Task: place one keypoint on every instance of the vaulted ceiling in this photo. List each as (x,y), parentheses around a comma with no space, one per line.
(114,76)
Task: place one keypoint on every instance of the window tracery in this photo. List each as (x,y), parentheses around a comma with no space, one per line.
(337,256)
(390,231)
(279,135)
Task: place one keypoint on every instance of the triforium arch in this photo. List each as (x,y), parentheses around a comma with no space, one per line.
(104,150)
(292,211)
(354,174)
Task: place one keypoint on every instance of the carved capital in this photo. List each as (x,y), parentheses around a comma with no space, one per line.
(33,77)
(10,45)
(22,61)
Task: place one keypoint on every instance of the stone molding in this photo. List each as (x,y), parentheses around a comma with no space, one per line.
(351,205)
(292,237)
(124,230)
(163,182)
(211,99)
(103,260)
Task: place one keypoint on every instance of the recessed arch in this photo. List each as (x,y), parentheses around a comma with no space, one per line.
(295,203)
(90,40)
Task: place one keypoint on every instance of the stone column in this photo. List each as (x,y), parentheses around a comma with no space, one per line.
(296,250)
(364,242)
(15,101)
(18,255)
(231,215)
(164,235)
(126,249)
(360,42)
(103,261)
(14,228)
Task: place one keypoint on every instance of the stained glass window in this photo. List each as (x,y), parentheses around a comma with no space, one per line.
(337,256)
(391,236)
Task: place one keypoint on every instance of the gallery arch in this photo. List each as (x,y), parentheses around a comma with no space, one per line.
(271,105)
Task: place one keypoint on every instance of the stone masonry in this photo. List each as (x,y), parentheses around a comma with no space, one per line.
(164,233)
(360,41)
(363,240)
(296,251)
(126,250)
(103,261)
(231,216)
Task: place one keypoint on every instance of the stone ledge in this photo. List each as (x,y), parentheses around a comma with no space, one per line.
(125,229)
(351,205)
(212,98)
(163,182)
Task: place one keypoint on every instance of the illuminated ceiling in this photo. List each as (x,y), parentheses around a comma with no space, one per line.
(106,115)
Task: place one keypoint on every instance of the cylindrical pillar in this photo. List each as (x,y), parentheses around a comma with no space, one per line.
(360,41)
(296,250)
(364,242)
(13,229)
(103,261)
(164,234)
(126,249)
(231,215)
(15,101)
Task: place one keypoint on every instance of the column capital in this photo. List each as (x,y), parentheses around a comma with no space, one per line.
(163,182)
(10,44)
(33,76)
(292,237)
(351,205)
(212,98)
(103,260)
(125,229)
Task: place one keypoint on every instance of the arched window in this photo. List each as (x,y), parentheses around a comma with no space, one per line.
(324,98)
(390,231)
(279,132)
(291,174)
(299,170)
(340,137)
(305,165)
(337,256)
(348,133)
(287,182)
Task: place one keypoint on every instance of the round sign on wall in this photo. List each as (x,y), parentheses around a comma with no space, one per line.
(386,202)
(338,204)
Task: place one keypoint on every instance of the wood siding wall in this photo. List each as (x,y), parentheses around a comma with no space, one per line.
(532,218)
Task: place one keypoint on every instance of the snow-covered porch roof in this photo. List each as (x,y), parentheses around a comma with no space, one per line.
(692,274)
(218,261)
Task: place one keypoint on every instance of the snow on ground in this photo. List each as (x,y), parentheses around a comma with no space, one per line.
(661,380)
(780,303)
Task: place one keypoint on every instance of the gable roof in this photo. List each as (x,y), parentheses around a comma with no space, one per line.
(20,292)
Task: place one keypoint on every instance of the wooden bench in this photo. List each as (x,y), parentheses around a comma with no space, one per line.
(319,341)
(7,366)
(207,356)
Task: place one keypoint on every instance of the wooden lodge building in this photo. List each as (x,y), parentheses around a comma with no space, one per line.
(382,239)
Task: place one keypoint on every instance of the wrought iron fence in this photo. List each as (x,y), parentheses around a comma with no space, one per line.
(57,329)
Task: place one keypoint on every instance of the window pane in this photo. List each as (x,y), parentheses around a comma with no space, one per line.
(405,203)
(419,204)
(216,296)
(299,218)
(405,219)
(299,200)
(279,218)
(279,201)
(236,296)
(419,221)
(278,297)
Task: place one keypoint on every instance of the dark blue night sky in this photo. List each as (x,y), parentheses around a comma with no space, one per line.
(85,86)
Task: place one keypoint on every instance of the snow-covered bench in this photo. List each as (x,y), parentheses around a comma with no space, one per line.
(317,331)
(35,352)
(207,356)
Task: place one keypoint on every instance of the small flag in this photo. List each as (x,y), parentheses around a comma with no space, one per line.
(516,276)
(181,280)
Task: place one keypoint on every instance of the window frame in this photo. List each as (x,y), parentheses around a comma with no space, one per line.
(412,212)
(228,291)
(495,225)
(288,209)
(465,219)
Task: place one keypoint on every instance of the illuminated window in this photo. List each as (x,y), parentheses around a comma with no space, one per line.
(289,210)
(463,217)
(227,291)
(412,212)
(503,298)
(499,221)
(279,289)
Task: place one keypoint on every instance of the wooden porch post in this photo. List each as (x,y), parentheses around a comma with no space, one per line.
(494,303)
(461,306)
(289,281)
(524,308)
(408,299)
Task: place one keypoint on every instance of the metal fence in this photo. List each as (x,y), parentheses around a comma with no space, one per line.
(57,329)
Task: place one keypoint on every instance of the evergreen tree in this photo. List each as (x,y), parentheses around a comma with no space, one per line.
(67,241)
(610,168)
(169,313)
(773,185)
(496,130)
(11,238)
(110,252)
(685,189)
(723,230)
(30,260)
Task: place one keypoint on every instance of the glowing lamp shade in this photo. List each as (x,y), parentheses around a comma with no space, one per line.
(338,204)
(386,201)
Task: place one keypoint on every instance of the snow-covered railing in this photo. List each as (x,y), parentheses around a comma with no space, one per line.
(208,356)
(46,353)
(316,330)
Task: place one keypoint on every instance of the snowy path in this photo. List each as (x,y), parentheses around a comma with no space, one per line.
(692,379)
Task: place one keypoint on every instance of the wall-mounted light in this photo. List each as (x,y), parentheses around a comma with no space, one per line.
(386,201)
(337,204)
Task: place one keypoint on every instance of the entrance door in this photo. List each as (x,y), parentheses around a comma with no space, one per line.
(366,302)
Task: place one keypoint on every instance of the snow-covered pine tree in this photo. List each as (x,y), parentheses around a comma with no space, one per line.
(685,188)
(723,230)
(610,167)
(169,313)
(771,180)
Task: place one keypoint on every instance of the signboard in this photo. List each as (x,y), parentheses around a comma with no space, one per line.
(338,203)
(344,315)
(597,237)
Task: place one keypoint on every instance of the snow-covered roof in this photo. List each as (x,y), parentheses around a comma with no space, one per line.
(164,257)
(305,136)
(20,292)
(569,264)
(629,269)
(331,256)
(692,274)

...

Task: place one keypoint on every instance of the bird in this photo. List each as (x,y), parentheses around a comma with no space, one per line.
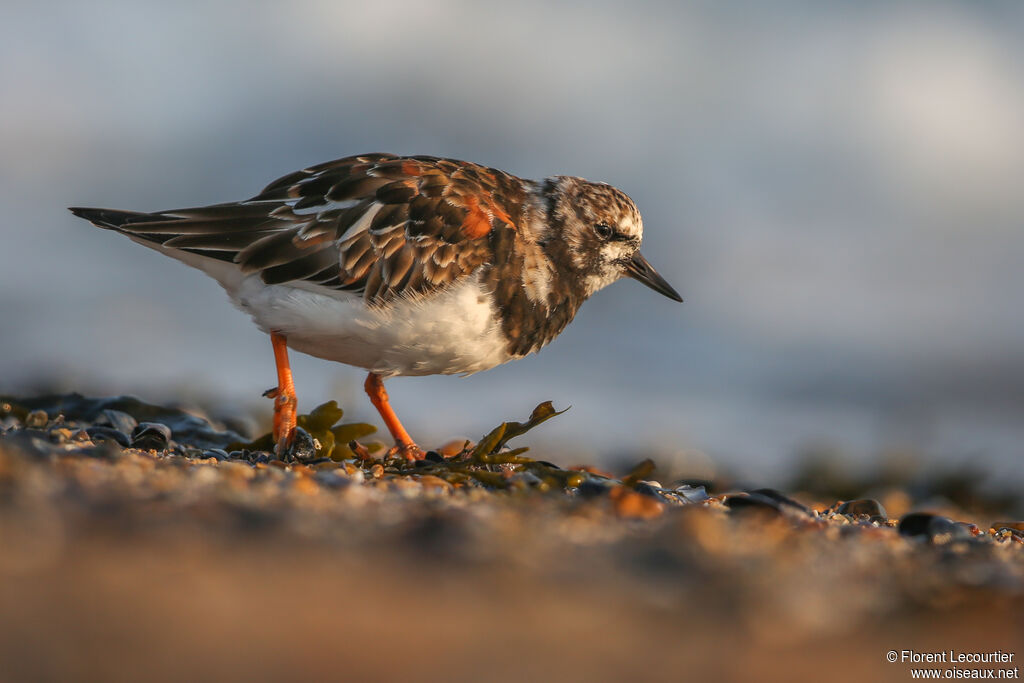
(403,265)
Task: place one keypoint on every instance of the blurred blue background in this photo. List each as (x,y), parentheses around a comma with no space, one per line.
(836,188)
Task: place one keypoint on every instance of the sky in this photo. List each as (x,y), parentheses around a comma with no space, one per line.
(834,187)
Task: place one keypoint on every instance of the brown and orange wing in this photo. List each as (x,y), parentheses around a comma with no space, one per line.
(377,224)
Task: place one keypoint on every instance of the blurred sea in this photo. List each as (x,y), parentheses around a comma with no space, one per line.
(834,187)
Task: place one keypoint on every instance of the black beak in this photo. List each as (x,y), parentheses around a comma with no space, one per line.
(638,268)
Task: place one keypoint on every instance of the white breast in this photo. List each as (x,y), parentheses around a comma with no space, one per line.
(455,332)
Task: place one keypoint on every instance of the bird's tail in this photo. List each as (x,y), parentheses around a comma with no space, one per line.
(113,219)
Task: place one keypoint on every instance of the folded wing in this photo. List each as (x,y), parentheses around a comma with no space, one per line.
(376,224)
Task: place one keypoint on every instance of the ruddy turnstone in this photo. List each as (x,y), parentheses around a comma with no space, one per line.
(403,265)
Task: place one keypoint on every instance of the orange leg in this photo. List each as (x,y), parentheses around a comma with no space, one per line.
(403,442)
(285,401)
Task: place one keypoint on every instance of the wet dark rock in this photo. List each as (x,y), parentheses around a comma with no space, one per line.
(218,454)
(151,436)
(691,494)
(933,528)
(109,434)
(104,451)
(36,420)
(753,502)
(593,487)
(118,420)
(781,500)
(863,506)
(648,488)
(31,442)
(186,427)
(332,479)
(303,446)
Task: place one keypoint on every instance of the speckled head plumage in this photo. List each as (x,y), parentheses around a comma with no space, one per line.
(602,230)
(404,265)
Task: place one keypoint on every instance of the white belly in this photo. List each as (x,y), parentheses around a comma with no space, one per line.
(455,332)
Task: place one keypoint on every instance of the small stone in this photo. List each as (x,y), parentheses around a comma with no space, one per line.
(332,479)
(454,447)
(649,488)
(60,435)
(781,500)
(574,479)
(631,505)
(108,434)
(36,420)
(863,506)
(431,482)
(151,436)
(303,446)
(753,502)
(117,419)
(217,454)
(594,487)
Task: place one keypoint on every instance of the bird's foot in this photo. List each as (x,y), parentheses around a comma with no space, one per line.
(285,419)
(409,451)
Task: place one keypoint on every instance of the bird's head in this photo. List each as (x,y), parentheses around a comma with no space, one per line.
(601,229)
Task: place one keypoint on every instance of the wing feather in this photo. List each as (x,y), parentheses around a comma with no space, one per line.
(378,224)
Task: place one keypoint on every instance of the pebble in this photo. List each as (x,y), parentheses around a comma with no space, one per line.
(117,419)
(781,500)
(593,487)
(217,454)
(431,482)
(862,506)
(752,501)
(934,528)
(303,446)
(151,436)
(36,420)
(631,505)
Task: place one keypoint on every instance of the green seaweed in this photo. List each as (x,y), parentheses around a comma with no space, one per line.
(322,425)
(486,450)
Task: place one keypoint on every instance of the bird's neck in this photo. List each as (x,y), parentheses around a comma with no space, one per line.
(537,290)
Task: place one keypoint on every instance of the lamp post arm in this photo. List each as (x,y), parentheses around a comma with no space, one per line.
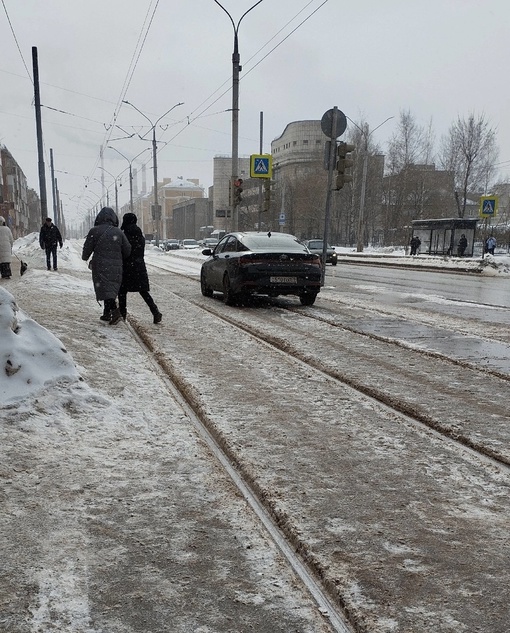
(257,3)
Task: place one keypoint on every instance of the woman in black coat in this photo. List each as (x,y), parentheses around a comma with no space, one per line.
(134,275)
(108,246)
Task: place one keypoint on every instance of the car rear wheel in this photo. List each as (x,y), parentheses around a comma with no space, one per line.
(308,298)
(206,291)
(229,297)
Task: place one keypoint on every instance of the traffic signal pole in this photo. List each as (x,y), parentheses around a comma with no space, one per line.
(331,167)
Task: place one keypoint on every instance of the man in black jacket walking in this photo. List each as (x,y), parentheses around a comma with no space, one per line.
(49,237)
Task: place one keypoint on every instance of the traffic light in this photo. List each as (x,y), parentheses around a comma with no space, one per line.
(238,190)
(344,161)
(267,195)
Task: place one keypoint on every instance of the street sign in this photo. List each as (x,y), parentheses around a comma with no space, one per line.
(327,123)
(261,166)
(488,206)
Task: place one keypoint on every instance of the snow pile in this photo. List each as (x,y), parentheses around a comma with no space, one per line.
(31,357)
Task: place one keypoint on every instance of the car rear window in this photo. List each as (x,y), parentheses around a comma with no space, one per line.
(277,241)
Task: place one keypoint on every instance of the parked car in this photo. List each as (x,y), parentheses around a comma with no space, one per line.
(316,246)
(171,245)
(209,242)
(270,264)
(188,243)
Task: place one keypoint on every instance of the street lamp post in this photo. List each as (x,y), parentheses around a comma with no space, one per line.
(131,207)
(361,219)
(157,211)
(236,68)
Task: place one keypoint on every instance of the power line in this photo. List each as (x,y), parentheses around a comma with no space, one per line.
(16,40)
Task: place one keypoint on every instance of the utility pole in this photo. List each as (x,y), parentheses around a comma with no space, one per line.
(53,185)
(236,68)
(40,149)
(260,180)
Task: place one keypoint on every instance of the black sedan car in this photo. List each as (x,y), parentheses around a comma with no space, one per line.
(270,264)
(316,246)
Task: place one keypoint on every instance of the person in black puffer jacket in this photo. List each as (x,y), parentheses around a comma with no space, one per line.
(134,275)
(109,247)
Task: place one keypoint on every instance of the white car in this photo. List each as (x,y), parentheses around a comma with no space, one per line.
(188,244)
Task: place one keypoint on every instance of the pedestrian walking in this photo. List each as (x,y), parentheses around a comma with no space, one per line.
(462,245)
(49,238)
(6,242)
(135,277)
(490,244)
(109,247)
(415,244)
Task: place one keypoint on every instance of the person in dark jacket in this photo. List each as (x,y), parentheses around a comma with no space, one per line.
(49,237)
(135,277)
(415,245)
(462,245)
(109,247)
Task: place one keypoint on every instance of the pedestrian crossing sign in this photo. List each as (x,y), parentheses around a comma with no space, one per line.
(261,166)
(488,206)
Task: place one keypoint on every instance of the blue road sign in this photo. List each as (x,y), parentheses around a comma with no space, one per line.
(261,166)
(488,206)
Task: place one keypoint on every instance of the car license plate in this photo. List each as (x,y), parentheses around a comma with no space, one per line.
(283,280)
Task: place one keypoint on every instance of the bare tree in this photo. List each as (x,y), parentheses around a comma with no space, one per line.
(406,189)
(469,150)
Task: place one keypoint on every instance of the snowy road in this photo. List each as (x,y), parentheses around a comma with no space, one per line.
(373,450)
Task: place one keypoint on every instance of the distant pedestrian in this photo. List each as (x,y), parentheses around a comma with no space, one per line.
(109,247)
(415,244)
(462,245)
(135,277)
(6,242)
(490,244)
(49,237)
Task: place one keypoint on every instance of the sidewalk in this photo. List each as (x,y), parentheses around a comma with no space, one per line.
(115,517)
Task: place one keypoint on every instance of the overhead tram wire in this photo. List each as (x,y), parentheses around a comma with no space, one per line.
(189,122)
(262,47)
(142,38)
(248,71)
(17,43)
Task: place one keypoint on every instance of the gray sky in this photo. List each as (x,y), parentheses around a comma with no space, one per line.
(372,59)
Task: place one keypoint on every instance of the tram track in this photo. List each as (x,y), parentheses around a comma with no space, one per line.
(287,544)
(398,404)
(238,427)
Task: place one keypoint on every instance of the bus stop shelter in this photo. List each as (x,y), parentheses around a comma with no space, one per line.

» **EXERCISE**
Count the lines of the records above that contain the string "post", treating uppercase and lowercase letters as distinct, and give only the number.

» **REPLY TO THE TASK**
3